Text section:
VALENCIENNES, France — Barbara Bonansea is used to the gentle teasing from her teammates: How can someone so tall, they ask her, be so bad at heading the ball?
On Sunday afternoon, Bonansea surprised everyone — her teammates, the defenders around her, herself — by popping up, putting her head to a swerving free kick in the waning moments of injury time, and heading in the goal that gave Italy a 2-1 win over Australia at the Stade du Hainaut in Valenciennes, France.
It was Italy’s first Women’s World Cup game in 20 years, and the unlikely goal — Bonansea’s second of the afternoon — provided an emotional, unexpected bookend.
“I’m tall, but when I jump, I close my body and my eyes,” Bonansea said, laughing, moments after stepping off the field. “Today, I looked at the ball,” she added, pointing to her eyes and furrowing her brow, “and: goal.”
Coming after 94 minutes, 39 seconds of play, it was the latest goal ever scored in regulation time of a Women’s World Cup game.
The game itself was a long time coming, too. Italy last qualified for the World Cup in 1999. In the years that followed, women’s soccer languished in the country, growing only in fits and starts amid widespread national disinterest.
That process of growth has accelerated of late. More of the country’s big clubs are investing in women’s programs — Juventus and Fiorentina already have them, and Milan and Internazionale have recently created their own — and as the national team has produced positive results, the national news media has taken notice. The national team won seven of its eight games in qualifying, winning its group and allowing only four goals.
“It’s a magical moment in Italy for women’s football,” defender Sara Gama, the Italy captain, said of Sunday’s victory. “There’s huge attention. We were in the first page of every newspaper. It’s something amazing. We’re living our dream now.”

Data lines:
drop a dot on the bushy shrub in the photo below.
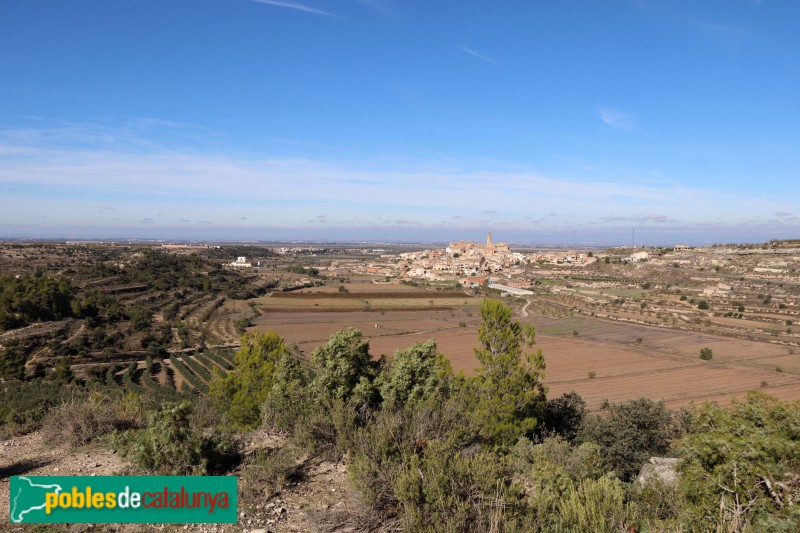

Exercise description: Continue the article on Italy's win over Australia at the Women's World Cup from its last paragraph.

Task output:
Bonansea, 27, scored her first goal opportunistically, after stealing the ball off of the foot of defender Clare Polkinghorne early in the second half. Her heroics spoiled a strong performance for Sam Kerr, one of the most prolific goal scorers in women’s soccer, who had given Australia the lead with a penalty kick in the first half.
Kerr, who is 25 but is already appearing at her third World Cup, had never scored before in the tournament.
“The monkey’s off my back for me,” she said.
Kerr was also the closest Australian player to the ball on the decisive set piece in injury time, but she couldn’t do enough to get in Bonansea’s way.
“It just went over my head,” Kerr said of the cross. “I was backpedaling, and it’s always harder to head the ball when you’re backpedaling. I didn’t know there was a player behind me.”
Italy’s coach, Milena Bertolini, said the win had provided “a beautiful feeling.”
Audiences can be fickle. Fandom is solidified through bursts of emotion. Such a win, Bertolini said, would create “more loyalty” in Italy for its female players.
The Italian players wore their emotions on their sleeves. They piled on top of Bonansea after her second goal, and they lifted her in the air after the final whistle.
“We were surprised a lot because, Barbara, it’s not usual for her to score with her head,” forward Cristiana Girelli said, laughing. “We were like: ‘Oh my God. What did you just do?’”
BRAZIL 3, JAMAICA 0 Cristiane scored all three goals and Brazil spoiled Jamaica’s first-ever Women’s World Cup match with a comprehensive victory in Grenoble.
Chrstiane’s goal in the 64th minute for the hat trick came on a free kick that curled just under the crossbar. She also scored in the 15th and 50th minutes for the Brazilians, who were playing without their star Marta: the six-time women’s world player of the year was ruled out of the match because of a left thigh injury.
It is Brazil’s first hat trick in a World Cup since 1999. Cristiane is the ninth player overall to score 10 career World Cup goals; Marta holds the record with 15.
Jamaica is the first Caribbean nation to play in the Women’s World Cup. (AP)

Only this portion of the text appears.